Task => Every line containing the string "cluster" should be returned from the records.
Top of Material supplied
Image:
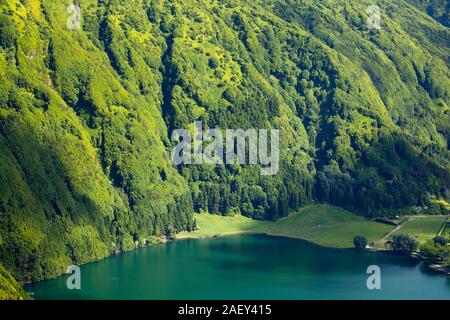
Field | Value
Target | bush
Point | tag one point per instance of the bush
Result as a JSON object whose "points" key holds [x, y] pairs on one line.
{"points": [[404, 243], [360, 242]]}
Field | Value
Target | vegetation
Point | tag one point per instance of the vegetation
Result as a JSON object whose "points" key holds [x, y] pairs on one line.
{"points": [[436, 251], [360, 242], [321, 224], [9, 289], [86, 118], [404, 243], [423, 228]]}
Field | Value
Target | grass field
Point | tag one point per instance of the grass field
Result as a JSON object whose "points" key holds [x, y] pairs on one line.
{"points": [[422, 228], [321, 224]]}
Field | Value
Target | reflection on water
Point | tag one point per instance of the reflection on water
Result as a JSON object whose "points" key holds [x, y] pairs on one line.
{"points": [[248, 267]]}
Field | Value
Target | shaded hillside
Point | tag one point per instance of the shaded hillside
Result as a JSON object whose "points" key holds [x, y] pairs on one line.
{"points": [[86, 117]]}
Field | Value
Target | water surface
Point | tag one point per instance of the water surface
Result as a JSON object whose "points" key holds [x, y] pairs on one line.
{"points": [[248, 267]]}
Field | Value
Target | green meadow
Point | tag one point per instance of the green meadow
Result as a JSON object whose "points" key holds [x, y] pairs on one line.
{"points": [[423, 228], [324, 225]]}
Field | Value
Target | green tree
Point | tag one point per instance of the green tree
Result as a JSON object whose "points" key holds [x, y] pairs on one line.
{"points": [[360, 242], [404, 243]]}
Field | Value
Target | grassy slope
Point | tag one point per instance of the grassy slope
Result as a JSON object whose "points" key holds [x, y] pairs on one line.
{"points": [[423, 228], [322, 224]]}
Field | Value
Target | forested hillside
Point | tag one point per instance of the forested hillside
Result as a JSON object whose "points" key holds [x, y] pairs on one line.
{"points": [[86, 117]]}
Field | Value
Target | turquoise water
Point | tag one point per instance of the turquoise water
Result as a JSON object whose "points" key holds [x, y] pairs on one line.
{"points": [[248, 267]]}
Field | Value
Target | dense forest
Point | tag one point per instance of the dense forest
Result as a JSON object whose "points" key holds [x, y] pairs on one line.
{"points": [[86, 116]]}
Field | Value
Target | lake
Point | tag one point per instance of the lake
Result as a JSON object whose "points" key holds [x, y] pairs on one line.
{"points": [[248, 267]]}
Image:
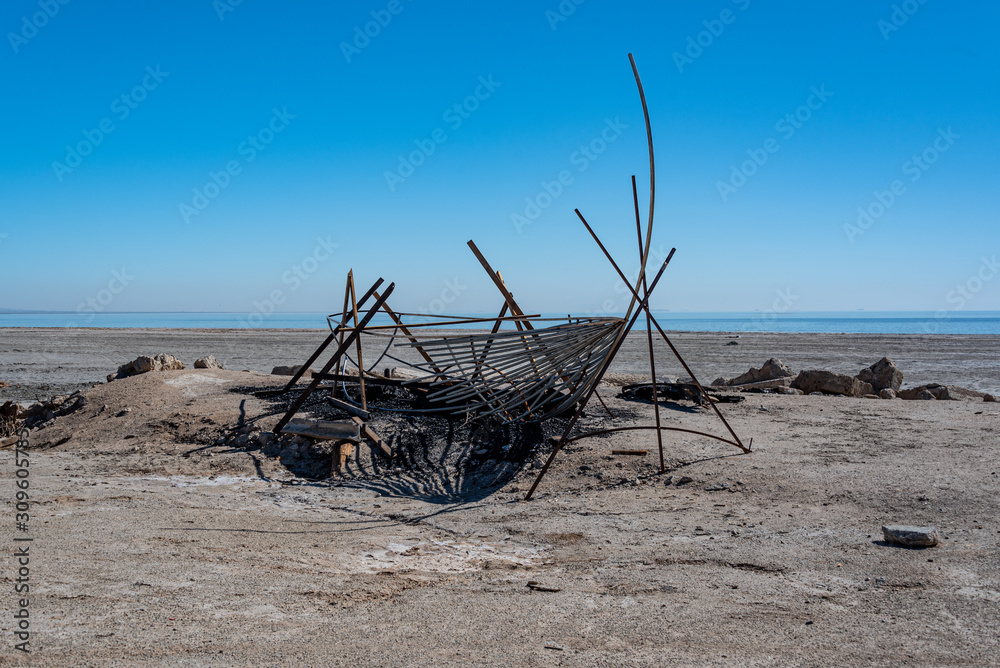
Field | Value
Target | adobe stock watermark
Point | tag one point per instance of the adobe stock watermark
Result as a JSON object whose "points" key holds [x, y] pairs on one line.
{"points": [[581, 159], [122, 107], [37, 21], [381, 18], [562, 12], [454, 116], [249, 149], [22, 543], [783, 302], [787, 125], [99, 302], [900, 14], [223, 7], [452, 290], [915, 168], [964, 292], [294, 277], [714, 28]]}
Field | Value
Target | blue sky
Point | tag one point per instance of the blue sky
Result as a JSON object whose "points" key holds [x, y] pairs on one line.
{"points": [[303, 124]]}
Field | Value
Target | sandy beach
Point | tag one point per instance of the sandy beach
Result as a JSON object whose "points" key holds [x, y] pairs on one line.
{"points": [[51, 361], [166, 531]]}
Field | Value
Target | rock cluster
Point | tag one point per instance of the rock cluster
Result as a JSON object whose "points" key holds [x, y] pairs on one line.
{"points": [[291, 371], [882, 380], [827, 382], [145, 364], [772, 370], [40, 414], [207, 363]]}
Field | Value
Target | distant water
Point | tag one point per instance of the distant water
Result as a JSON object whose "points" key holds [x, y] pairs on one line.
{"points": [[864, 322]]}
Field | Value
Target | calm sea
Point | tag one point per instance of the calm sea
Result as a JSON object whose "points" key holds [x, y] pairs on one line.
{"points": [[867, 322]]}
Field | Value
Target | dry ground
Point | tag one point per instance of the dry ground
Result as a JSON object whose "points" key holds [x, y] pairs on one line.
{"points": [[153, 546], [156, 545]]}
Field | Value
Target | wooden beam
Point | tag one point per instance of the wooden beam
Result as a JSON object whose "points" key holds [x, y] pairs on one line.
{"points": [[348, 407], [373, 438], [326, 431], [407, 334], [497, 281], [361, 362], [348, 340]]}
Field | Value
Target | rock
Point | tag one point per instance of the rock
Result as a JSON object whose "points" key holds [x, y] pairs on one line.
{"points": [[290, 371], [405, 374], [763, 385], [831, 383], [882, 375], [145, 364], [943, 392], [772, 369], [909, 536], [208, 363]]}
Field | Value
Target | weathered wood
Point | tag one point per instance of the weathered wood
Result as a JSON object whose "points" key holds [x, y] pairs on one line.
{"points": [[348, 340], [361, 363], [326, 431], [509, 298], [406, 332], [350, 408], [373, 438], [342, 452]]}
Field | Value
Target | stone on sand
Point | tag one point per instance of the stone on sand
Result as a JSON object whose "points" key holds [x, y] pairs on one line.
{"points": [[816, 380], [291, 371], [771, 370], [910, 536], [145, 364], [881, 375], [207, 363], [942, 392]]}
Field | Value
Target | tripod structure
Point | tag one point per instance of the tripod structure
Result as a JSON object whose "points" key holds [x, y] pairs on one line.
{"points": [[541, 368]]}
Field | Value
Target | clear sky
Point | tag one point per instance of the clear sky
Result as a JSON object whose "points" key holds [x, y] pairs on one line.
{"points": [[208, 156]]}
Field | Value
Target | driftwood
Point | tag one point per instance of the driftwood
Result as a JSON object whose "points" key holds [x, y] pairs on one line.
{"points": [[676, 392], [325, 431]]}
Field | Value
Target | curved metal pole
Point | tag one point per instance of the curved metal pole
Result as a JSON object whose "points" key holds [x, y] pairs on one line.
{"points": [[652, 184]]}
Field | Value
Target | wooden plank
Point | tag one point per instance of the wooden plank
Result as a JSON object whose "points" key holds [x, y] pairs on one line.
{"points": [[372, 437], [342, 452], [350, 408], [348, 340], [361, 362], [327, 431], [509, 298], [409, 335]]}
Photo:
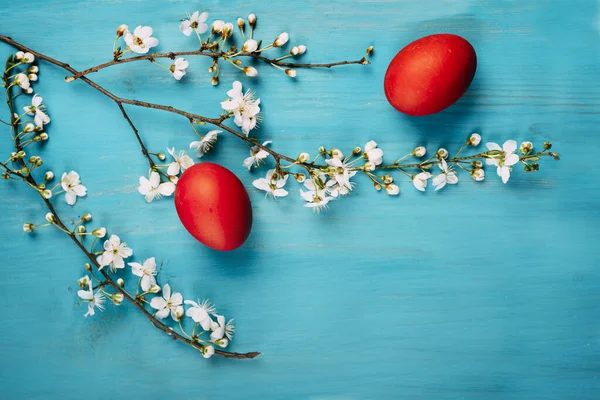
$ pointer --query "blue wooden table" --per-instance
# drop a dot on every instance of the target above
(482, 290)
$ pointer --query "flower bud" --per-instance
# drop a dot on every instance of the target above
(250, 46)
(477, 174)
(303, 157)
(122, 29)
(117, 298)
(154, 289)
(252, 20)
(419, 151)
(250, 71)
(217, 26)
(241, 24)
(281, 39)
(207, 351)
(392, 189)
(442, 153)
(474, 139)
(99, 232)
(526, 147)
(84, 282)
(336, 153)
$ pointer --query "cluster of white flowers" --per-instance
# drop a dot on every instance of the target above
(166, 302)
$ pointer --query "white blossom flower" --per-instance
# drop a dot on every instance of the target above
(94, 300)
(205, 144)
(168, 303)
(221, 329)
(146, 272)
(72, 186)
(281, 39)
(447, 176)
(181, 162)
(245, 107)
(178, 68)
(316, 198)
(153, 188)
(272, 184)
(478, 174)
(474, 139)
(505, 159)
(114, 253)
(200, 313)
(37, 109)
(22, 81)
(420, 180)
(341, 173)
(256, 156)
(250, 46)
(141, 40)
(374, 155)
(195, 22)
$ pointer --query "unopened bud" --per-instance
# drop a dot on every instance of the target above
(281, 39)
(154, 289)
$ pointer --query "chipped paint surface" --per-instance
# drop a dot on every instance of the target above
(479, 291)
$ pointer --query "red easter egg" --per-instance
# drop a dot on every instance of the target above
(430, 74)
(214, 206)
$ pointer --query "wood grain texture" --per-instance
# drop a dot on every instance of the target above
(479, 291)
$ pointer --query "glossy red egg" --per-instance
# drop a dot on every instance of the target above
(214, 206)
(430, 74)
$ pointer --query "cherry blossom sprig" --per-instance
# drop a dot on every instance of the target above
(210, 332)
(215, 46)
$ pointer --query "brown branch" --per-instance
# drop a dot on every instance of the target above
(214, 55)
(91, 257)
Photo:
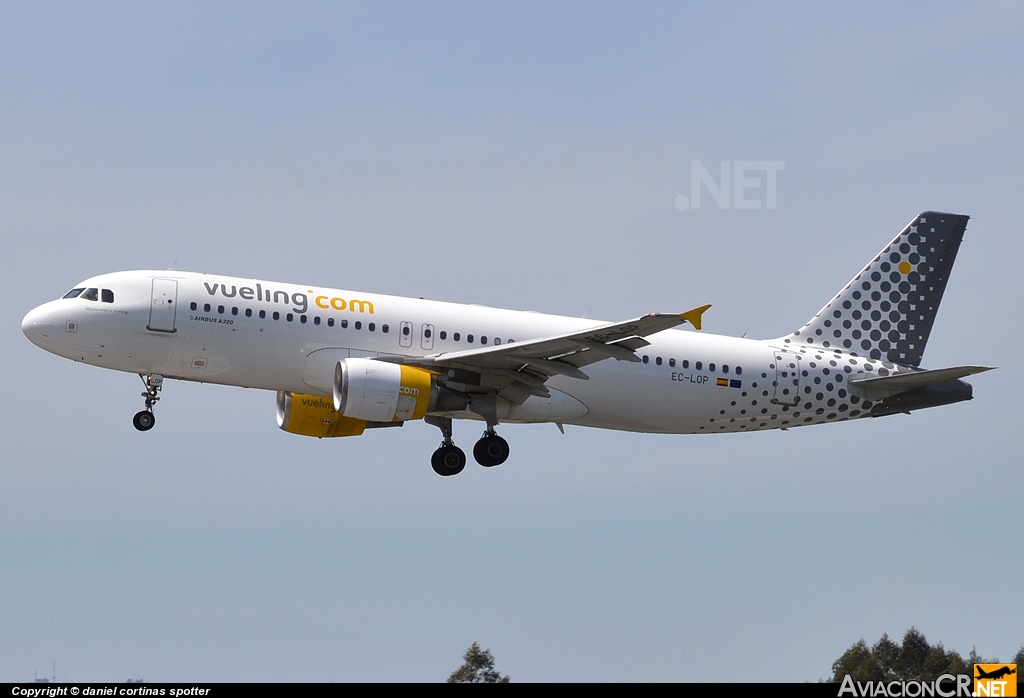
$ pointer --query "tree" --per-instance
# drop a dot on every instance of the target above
(478, 667)
(913, 659)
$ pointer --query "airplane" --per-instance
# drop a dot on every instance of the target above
(344, 361)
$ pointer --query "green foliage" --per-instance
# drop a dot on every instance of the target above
(478, 667)
(913, 659)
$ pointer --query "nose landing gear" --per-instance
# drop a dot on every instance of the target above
(144, 420)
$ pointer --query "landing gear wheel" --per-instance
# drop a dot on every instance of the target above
(143, 421)
(449, 461)
(491, 450)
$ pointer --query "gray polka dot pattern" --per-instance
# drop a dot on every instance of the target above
(886, 312)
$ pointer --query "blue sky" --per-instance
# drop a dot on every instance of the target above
(524, 156)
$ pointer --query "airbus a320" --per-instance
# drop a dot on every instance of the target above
(344, 361)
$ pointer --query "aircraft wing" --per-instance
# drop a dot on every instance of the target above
(519, 369)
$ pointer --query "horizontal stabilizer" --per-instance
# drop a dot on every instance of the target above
(880, 387)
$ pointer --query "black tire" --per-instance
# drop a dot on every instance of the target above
(143, 421)
(449, 461)
(491, 450)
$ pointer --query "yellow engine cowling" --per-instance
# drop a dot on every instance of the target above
(314, 416)
(379, 391)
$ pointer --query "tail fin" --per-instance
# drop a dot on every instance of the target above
(887, 310)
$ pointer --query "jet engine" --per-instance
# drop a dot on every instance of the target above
(378, 391)
(313, 416)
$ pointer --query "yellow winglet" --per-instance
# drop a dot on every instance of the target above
(693, 316)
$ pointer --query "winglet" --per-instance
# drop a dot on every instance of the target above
(693, 316)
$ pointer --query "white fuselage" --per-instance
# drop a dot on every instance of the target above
(283, 337)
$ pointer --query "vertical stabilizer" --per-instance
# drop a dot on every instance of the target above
(888, 309)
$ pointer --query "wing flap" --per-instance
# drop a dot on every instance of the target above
(883, 386)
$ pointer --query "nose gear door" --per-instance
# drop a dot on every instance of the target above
(163, 305)
(786, 378)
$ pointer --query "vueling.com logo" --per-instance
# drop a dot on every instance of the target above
(299, 300)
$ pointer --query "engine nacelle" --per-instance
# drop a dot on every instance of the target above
(378, 391)
(313, 416)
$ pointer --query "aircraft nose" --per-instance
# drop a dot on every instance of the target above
(38, 325)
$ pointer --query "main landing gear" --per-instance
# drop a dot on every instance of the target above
(489, 450)
(144, 420)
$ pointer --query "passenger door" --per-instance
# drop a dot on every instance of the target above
(164, 305)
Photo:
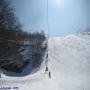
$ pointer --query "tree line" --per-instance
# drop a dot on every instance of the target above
(12, 36)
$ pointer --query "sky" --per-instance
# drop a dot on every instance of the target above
(64, 16)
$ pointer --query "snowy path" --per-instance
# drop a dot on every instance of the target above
(69, 66)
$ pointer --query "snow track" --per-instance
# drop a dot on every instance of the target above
(68, 63)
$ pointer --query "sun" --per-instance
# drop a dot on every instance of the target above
(57, 2)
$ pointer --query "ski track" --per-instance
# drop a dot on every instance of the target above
(68, 63)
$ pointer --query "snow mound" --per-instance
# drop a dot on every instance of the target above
(68, 63)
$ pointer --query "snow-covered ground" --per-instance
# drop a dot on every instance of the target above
(68, 63)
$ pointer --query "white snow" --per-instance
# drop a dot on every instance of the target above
(68, 63)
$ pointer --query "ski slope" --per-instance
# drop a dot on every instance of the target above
(68, 63)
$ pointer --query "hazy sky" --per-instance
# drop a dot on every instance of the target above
(65, 16)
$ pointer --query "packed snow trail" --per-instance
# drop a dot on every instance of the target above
(68, 63)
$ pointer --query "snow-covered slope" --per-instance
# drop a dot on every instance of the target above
(68, 63)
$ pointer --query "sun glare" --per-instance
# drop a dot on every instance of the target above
(57, 2)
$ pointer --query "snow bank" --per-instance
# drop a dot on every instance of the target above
(68, 63)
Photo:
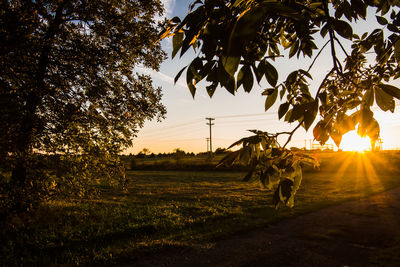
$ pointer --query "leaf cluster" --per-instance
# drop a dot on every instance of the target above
(67, 85)
(238, 43)
(276, 168)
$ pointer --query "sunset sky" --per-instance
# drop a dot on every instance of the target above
(185, 125)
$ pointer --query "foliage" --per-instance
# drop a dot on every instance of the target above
(68, 89)
(238, 43)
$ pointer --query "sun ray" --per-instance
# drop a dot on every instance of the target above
(351, 141)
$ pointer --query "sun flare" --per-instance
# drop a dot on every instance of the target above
(351, 141)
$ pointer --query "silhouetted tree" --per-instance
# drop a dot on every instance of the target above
(68, 89)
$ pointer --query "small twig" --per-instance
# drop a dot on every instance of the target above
(341, 46)
(292, 132)
(319, 53)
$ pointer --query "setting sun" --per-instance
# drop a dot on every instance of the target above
(351, 141)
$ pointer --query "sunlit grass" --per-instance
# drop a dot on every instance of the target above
(171, 208)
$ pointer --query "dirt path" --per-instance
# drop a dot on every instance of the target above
(358, 233)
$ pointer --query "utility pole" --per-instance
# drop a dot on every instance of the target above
(210, 124)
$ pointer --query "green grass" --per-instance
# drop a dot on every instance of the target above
(178, 209)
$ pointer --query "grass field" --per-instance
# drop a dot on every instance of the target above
(171, 209)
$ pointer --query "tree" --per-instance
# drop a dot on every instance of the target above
(238, 43)
(68, 89)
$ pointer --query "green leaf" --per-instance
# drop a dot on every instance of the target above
(368, 97)
(390, 90)
(336, 137)
(177, 41)
(271, 99)
(230, 63)
(189, 81)
(283, 108)
(343, 28)
(320, 132)
(298, 112)
(271, 74)
(294, 48)
(310, 114)
(384, 100)
(179, 75)
(211, 89)
(260, 70)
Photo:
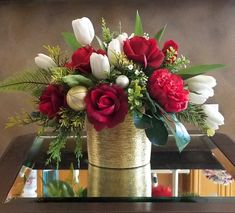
Bottom of Material supplied
Answer =>
Target | rock cluster
Point | tag one point per instance of the rock cluster
$ pointer --query "cluster of white flowers" --per-instance
$ pointer --query "leaf cluster" --per-instance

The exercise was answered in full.